Anyways, the upshot of it was that the big bad guy blew up a section of the building and escaped while very high. He immediately flew to a bagel shop, where a bagel that had been sent to find him (no, that wasn't a hallucination) bumped against his leg. He promptly burned the shop and ate the bagel, then started screaming that it was freezing cold and he had a tail.
Score one very funny victory for the good guys.
Well.... through today's game, I learned a bit about LSD.
First of all, one of the players got the bright idea to turn all the water vapor in a building into ergotine fungus. When I asked what that was, he explained that it's the base halluciongen from which LSD is derived. So, here's where it get's interesting.
* The major, bad witch trials in France were the result of an overgrowth of ergotine fungus in the grain stores. People who ate bread made from infected flour believed they were turned into animals (I got better!), got the bright idea to rip their own arms off, one guy sincerely believed if he turned his skin inside out he became a wolf ("How many of you ever thought of your local bakery as a possible cause of werewolves?" They cut off his hand to see if there was fur inside his skin - there of course was not, but he died anyway due to blood loss)... Etc. There were some awesomely frightening stories, which explains a LOT.

────────────────────

### Required actions
1. Set down the passage on the game session and LSD word for word, everything from "First of all, one" down to "explains a LOT.".
2. Extend the passage on the game session and LSD, beginning right after its final sentence.

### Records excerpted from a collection
────────────────────

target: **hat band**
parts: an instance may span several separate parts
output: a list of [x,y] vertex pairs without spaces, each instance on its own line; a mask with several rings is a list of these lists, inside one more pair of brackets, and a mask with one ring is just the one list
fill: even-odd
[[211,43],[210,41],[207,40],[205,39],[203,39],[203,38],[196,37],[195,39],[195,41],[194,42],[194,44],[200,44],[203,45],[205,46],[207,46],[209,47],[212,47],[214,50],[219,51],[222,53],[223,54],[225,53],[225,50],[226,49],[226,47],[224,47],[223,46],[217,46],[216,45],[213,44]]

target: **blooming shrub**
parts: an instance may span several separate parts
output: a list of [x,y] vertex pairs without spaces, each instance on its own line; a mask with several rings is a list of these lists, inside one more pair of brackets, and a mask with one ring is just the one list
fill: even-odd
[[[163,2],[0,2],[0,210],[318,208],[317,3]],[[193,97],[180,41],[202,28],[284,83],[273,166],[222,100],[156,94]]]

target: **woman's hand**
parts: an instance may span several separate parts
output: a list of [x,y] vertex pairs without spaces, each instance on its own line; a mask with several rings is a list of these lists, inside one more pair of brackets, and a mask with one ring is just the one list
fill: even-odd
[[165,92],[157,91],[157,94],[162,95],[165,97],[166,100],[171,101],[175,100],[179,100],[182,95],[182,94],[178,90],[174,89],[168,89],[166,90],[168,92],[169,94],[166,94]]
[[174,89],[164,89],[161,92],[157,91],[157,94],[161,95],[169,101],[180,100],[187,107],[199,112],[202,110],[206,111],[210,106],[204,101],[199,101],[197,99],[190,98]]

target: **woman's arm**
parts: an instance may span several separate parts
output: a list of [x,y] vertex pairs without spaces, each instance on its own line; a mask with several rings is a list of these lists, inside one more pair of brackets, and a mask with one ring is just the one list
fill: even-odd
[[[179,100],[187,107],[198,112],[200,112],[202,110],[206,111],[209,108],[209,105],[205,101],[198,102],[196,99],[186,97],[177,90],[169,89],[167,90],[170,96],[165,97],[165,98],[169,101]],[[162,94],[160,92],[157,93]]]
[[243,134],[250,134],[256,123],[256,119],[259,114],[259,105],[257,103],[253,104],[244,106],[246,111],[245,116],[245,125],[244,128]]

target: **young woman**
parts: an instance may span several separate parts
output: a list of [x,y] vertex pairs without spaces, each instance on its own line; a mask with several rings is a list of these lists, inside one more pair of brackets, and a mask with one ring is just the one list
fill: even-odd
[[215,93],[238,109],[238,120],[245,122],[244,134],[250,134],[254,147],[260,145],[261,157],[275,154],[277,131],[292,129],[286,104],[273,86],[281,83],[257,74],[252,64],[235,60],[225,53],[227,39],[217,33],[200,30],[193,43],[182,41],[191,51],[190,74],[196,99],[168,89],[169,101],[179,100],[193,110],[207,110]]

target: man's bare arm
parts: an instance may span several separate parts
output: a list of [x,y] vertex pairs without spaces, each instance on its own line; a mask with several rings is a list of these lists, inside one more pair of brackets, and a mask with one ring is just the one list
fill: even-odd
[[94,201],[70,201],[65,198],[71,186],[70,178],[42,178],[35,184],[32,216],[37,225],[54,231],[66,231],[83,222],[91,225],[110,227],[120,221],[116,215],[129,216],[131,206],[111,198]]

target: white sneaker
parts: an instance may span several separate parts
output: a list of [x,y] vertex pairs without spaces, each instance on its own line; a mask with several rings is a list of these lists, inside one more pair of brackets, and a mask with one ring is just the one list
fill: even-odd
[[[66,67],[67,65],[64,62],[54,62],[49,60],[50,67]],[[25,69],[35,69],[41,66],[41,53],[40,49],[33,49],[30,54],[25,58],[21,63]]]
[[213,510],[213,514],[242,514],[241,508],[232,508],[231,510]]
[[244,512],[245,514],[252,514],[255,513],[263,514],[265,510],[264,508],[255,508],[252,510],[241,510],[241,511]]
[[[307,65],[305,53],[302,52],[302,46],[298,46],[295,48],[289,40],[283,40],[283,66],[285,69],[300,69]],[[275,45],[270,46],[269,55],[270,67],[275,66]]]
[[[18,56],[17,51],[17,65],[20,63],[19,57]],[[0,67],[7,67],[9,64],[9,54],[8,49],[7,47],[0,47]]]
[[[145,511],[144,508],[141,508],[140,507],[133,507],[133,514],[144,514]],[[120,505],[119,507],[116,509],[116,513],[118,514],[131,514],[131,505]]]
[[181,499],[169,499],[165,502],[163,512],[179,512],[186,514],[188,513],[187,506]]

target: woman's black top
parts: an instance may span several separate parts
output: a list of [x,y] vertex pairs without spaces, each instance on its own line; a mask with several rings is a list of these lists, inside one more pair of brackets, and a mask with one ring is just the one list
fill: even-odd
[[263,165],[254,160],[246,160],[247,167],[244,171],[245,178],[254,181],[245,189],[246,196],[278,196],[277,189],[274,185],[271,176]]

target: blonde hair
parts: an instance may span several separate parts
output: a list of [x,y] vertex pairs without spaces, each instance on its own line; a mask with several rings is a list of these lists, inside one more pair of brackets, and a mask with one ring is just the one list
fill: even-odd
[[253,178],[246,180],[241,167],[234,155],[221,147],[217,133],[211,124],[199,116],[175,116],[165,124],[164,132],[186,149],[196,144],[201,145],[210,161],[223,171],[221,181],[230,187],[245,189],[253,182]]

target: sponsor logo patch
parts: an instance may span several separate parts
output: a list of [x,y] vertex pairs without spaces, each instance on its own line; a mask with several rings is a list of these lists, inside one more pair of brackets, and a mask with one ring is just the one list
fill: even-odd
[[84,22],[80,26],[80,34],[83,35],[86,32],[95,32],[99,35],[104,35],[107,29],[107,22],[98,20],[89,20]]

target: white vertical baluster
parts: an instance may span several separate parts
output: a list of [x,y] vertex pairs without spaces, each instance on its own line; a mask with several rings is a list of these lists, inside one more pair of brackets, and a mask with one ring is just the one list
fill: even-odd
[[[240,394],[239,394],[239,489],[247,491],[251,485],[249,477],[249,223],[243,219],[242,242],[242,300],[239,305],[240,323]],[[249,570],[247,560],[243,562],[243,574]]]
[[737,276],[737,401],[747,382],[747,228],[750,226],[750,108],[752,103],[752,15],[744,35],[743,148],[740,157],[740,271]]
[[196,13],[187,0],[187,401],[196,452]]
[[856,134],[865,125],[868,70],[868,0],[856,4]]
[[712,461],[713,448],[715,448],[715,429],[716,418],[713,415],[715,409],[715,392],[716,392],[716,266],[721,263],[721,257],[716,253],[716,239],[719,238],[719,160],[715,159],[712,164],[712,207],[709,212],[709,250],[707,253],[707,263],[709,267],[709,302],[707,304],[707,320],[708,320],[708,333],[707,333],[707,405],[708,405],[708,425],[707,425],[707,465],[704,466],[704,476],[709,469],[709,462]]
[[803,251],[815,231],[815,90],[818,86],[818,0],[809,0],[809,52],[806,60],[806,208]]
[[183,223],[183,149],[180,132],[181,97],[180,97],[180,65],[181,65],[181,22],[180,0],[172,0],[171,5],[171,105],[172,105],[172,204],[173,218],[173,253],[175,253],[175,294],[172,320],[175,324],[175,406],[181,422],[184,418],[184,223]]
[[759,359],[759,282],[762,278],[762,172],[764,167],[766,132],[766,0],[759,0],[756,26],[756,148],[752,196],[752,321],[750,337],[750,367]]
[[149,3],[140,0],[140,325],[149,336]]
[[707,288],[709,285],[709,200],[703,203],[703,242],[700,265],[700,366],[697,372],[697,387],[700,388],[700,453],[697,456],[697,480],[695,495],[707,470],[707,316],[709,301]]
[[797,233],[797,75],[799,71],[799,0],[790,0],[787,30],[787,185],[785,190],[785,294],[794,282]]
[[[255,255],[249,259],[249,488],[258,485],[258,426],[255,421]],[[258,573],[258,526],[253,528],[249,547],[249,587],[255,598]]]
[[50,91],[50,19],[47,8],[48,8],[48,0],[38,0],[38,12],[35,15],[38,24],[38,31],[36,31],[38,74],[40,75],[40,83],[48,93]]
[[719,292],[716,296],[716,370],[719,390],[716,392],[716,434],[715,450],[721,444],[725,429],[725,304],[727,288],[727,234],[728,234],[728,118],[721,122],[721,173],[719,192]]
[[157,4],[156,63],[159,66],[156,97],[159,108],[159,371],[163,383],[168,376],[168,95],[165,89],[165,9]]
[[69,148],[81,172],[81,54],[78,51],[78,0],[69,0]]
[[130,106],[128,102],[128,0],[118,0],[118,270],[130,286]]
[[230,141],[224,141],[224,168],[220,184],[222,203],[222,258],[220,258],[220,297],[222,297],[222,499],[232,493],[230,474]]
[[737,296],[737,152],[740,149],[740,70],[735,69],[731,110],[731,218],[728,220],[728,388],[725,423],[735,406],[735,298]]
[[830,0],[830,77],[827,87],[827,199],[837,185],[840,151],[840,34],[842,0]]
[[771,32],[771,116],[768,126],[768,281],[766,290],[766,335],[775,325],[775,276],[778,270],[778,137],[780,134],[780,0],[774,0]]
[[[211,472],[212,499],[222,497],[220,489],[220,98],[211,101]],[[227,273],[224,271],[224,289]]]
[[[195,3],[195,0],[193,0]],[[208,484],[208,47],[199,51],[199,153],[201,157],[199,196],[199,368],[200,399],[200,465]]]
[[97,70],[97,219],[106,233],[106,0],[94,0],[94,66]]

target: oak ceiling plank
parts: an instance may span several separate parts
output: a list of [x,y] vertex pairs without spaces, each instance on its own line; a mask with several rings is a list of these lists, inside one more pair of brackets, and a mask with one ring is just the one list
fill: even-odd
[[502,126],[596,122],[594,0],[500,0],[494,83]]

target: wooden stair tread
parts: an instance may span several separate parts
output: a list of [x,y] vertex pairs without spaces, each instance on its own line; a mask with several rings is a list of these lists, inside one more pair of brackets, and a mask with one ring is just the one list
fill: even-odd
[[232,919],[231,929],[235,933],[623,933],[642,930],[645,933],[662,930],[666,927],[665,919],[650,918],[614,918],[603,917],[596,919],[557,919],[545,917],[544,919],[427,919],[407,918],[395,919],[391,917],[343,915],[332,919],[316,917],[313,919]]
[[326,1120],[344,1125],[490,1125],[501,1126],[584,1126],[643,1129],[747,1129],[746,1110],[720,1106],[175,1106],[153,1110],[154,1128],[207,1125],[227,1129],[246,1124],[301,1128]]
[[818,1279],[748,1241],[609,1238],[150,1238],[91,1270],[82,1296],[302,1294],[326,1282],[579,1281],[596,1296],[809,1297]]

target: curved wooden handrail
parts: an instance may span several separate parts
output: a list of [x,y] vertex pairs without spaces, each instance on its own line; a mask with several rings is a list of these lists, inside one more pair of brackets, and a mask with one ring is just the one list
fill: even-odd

────────────────────

### Written responses
1.
First of all, one of the players got the bright idea to turn all the water vapor in a building into ergotine fungus. When I asked what that was, he explained that it's the base halluciongen from which LSD is derived. So, here's where it get's interesting.
* The major, bad witch trials in France were the result of an overgrowth of ergotine fungus in the grain stores. People who ate bread made from infected flour believed they were turned into animals (I got better!), got the bright idea to rip their own arms off, one guy sincerely believed if he turned his skin inside out he became a wolf ("How many of you ever thought of your local bakery as a possible cause of werewolves?" They cut off his hand to see if there was fur inside his skin - there of course was not, but he died anyway due to blood loss)... Etc. There were some awesomely frightening stories, which explains a LOT.

2.
* We started chatting about how LSD is an awesomely effective weapon. In the trials of it during the Vietnam War, a sergeant just climbed a tree and ceaselessly stared into the distance... Two soldiers just sat down and started talking about life, one started drawing detailed maps on trees with his fingernails.
* The creator of LSD originally said that it was an accident, but in a later interview described it as follows: he was walking in the woods near the edge of town when a thick mist arose around him. A strange man in a long coat and hat walked up and handed him the entire instructions for how to make it - precise measures of ingredients, the exact temperature to heat the mixture and how long. This may easily be attributed to a hallucination, as the hallucinating mind is much like the dreaming mind, and it is known that dreams can reveal patterns that the waking mind finds it difficult to put together.
Anyways, the upshot of it was that the big bad guy blew up a section of the building and escaped while very high. He immediately flew to a bagel shop, where a bagel that had been sent to find him (no, that wasn't a hallucination) bumped against his leg. He promptly burned the shop and ate the bagel, then started screaming that it was freezing cold and he had a tail.
Score one very funny victory for the good guys.